> EXCERPT

---------------

This is what it looked like “before.”  We’d dumped all the leaves that we’d raked from the yard into the garden to cover it for the winter.  Husband has decided that he will not do that again!  It made tilling it (by hand) extremely difficult, and there are big chunks of partially decomposed leaves throughout the soil now.

compost from last year

This is an oh-so-glamorous shot of our compost bin.  We ended up “cold-composting.”  All last growing season, we added material to the compost bin.  When the growing season ended and we deconstructed the garden, we stopped adding to the bin and just let it sit.  We didn’t turn the contents at all.  So when Husband opened the bin, we found a layer of nice compost at the bottom, but there was still material above it that hadn’t transformed.  Not a bad result for basically no work!  Husband mixed the layer of compost soil into the garden, and left the other material to start this year’s cold compost.

After the back-breaking work of tilling the garden and working in the compost soil, Husband let me plant my (rather pathetic) seedlings, at my request.  (Side note: it was way harder than I expected to be kneeling on the ground and working around my big ol’ belly, haha!)

seedlings before planting


And here are those sprouts, above.  The leftmost column are the peppers, next are the Best Boy, the three in the middle-right column are what is left of the Jelly Bean sprouts (sad), and the Fourth of July sprouts are in the far right column.

I direct-sowed cucumber and zucchini seeds, as well!


Now for some not-very-illuminating photos of the planted garden:

Garden planted and mulched!

---------------

> SUPPLIED ENTRIES
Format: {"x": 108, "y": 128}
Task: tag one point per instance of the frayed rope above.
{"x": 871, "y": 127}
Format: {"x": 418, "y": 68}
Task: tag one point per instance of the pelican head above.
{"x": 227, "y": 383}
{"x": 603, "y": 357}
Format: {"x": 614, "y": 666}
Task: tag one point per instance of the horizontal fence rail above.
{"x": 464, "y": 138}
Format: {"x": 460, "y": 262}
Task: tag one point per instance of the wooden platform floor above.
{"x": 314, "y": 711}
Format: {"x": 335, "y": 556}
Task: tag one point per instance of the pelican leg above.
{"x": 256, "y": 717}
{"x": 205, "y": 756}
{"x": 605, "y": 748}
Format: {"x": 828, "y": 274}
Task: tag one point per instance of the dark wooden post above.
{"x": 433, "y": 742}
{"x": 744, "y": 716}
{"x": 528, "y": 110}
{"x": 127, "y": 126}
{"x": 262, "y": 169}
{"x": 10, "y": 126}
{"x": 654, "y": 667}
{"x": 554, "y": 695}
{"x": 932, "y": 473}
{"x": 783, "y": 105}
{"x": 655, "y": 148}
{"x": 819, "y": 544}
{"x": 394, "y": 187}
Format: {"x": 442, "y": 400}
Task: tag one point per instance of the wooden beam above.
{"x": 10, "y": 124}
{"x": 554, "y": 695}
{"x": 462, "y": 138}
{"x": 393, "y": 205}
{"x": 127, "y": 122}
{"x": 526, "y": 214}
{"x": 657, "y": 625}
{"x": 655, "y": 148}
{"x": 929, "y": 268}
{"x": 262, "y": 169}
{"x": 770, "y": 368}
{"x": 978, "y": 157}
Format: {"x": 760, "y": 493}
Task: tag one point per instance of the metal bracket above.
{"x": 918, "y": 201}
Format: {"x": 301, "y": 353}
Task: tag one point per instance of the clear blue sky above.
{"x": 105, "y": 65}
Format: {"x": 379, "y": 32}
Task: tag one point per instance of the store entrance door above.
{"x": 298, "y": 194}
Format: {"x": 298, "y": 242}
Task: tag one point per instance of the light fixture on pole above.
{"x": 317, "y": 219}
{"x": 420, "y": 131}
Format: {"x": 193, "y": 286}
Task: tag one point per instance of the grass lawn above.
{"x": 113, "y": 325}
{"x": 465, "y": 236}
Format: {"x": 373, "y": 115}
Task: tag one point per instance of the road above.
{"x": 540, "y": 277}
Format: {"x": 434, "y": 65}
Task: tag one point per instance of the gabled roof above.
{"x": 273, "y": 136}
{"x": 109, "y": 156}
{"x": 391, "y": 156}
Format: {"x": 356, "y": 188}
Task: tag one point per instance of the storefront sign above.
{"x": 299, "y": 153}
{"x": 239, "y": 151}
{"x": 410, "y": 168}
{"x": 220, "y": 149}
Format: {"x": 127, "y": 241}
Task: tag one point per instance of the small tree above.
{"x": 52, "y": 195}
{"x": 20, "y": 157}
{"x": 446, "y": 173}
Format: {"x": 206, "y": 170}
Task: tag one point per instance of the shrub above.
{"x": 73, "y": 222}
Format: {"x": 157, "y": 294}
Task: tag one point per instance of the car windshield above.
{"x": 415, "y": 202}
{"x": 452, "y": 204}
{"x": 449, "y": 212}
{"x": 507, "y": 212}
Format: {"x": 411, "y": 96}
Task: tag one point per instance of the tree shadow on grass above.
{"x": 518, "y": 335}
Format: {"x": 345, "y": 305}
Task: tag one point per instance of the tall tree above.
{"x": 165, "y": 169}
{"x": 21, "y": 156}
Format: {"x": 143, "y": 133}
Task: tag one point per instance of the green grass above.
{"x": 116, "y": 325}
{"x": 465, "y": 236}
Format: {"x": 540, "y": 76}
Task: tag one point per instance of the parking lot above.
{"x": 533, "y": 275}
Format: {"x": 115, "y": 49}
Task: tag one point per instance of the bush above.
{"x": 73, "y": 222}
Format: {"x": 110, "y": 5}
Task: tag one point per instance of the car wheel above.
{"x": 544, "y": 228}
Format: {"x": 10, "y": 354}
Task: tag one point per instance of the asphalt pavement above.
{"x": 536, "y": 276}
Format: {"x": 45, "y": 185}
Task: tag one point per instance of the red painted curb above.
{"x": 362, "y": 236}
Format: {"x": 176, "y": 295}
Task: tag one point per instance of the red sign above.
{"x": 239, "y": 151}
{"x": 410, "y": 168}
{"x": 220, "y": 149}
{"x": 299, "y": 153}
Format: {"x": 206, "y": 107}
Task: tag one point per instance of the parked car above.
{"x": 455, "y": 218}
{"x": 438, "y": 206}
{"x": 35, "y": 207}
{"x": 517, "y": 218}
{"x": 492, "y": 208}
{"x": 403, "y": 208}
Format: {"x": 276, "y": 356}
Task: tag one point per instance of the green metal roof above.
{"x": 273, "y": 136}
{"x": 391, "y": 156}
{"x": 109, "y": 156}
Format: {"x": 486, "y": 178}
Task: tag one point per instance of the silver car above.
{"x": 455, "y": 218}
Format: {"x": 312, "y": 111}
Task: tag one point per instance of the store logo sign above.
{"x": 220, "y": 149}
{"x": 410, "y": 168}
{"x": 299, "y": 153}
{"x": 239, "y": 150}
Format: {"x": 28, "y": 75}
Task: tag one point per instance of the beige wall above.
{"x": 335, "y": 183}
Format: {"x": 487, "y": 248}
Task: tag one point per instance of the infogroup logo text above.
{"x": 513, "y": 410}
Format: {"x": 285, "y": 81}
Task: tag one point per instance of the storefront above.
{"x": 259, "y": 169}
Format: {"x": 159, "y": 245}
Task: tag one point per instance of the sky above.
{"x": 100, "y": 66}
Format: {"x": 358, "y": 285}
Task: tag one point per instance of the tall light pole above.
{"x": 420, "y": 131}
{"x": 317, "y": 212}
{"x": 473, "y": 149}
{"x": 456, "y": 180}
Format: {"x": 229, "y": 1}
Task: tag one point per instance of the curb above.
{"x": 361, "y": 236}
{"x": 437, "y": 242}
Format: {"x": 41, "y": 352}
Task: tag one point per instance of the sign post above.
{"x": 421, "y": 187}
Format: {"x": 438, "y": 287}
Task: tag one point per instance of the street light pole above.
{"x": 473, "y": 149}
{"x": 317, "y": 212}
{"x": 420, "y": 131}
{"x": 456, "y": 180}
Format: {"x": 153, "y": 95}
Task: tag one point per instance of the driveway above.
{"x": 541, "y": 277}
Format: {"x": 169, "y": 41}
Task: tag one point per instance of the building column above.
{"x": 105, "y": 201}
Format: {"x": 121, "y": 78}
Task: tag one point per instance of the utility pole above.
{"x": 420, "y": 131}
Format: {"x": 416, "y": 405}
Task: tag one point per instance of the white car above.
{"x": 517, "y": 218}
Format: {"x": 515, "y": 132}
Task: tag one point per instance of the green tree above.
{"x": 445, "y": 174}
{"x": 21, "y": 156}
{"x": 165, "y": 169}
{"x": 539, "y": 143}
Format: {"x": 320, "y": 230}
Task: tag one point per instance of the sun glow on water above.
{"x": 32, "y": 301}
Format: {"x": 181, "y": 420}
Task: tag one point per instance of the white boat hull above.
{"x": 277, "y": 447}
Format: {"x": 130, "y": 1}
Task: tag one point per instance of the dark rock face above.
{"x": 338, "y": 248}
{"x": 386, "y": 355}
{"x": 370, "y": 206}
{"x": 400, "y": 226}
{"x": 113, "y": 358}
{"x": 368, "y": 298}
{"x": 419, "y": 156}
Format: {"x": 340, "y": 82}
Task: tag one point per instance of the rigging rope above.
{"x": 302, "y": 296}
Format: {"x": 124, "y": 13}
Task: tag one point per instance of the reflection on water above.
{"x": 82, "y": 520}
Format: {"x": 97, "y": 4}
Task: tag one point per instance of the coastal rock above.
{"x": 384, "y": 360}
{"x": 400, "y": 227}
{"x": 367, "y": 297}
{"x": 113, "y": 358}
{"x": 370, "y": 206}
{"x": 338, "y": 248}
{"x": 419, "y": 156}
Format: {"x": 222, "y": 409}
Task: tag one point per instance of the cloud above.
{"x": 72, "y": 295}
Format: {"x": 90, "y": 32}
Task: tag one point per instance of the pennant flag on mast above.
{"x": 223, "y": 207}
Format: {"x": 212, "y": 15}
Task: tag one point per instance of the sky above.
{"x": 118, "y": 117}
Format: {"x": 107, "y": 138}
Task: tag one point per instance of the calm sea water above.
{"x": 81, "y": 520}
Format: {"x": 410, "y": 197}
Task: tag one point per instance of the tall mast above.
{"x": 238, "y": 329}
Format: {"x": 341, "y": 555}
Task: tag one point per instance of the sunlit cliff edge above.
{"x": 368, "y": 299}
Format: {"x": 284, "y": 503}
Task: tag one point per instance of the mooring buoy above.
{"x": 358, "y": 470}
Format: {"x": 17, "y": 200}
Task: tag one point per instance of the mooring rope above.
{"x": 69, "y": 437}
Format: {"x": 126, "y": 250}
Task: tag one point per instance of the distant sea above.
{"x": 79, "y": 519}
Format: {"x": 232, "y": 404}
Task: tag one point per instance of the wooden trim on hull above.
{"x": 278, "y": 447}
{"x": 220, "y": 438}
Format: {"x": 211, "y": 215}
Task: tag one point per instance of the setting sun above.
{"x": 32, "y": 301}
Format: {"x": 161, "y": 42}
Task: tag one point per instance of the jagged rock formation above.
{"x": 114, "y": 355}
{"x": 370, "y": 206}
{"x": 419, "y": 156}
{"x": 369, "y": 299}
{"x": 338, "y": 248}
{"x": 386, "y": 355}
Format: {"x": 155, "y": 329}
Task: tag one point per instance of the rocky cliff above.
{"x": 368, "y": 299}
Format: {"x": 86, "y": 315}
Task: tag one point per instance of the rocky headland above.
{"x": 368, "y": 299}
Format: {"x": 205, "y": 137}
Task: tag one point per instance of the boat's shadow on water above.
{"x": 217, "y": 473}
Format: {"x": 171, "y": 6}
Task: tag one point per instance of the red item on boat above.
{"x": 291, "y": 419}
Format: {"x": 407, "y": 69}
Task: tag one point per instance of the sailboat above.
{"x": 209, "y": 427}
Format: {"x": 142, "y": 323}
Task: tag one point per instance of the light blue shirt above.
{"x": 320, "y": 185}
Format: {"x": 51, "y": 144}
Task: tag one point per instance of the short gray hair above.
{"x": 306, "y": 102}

---------------

> SHORT PROBLEM
Answer these about the gardening excerpt:
(a) What was dumped into the garden to cover it for the winter?
(b) What did Husband find at the bottom of the compost bin when he opened it?
(c) Which seeds were direct-sowed?

> RESPONSE TO THE EXERCISE
(a) All the leaves raked from the yard
(b) A layer of nice compost
(c) Cucumber and zucchini seeds